[DATA PROVIDED]
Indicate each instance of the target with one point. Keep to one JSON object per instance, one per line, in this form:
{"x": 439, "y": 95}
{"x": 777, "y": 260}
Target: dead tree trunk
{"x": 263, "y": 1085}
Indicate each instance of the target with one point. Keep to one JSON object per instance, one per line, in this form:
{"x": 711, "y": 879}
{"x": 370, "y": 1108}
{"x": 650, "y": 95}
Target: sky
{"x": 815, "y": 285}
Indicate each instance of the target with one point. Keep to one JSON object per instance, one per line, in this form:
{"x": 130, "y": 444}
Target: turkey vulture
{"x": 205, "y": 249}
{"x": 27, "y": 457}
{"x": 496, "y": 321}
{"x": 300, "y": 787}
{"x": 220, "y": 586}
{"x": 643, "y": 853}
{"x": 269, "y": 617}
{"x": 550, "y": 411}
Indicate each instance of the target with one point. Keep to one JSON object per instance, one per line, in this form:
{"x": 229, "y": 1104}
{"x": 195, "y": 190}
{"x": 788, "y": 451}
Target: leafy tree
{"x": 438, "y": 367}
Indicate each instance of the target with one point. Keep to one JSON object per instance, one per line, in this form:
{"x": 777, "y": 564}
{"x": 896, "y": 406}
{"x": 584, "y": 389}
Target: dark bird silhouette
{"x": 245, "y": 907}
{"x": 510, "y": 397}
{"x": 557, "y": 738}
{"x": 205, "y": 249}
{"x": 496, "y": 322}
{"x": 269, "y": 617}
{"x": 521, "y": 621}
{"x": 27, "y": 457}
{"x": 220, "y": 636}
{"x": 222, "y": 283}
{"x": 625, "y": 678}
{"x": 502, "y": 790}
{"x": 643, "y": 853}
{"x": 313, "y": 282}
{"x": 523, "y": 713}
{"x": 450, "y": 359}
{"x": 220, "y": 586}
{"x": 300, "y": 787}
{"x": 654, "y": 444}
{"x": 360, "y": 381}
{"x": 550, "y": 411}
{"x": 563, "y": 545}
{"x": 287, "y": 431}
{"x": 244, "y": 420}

[THE TASK] Make an exact copy of every entry.

[FINAL ANSWER]
Indicate each instance of the target with one point. Keep to one JSON object per instance, one per line, in this form:
{"x": 439, "y": 95}
{"x": 777, "y": 260}
Target: dead tree trunk
{"x": 263, "y": 1085}
Indicate each instance of the target with one point. Keep to one JSON object per instance, one per line, in this form:
{"x": 711, "y": 879}
{"x": 370, "y": 1108}
{"x": 650, "y": 95}
Target: sky
{"x": 815, "y": 285}
Indicate each instance of the target with one point. Keep to one JSON object per instance, one per line, in this form:
{"x": 130, "y": 444}
Target: turkey vulture
{"x": 205, "y": 249}
{"x": 27, "y": 457}
{"x": 496, "y": 321}
{"x": 300, "y": 787}
{"x": 220, "y": 586}
{"x": 643, "y": 853}
{"x": 269, "y": 617}
{"x": 550, "y": 411}
Indicate each instance of the target with one point. Keep to one JSON object per instance, one per line, in this form:
{"x": 229, "y": 1104}
{"x": 195, "y": 190}
{"x": 788, "y": 451}
Target: leafy tree
{"x": 438, "y": 367}
Indicate each instance of the target with one point. Keep to one JSON object per instance, one per line, in this form:
{"x": 777, "y": 564}
{"x": 896, "y": 406}
{"x": 584, "y": 389}
Target: dark bird silhouette
{"x": 245, "y": 907}
{"x": 510, "y": 397}
{"x": 557, "y": 738}
{"x": 205, "y": 249}
{"x": 496, "y": 322}
{"x": 269, "y": 617}
{"x": 521, "y": 621}
{"x": 27, "y": 457}
{"x": 220, "y": 636}
{"x": 222, "y": 283}
{"x": 625, "y": 678}
{"x": 502, "y": 790}
{"x": 643, "y": 853}
{"x": 313, "y": 282}
{"x": 523, "y": 713}
{"x": 450, "y": 359}
{"x": 220, "y": 586}
{"x": 300, "y": 787}
{"x": 654, "y": 444}
{"x": 360, "y": 381}
{"x": 550, "y": 411}
{"x": 563, "y": 545}
{"x": 287, "y": 431}
{"x": 244, "y": 420}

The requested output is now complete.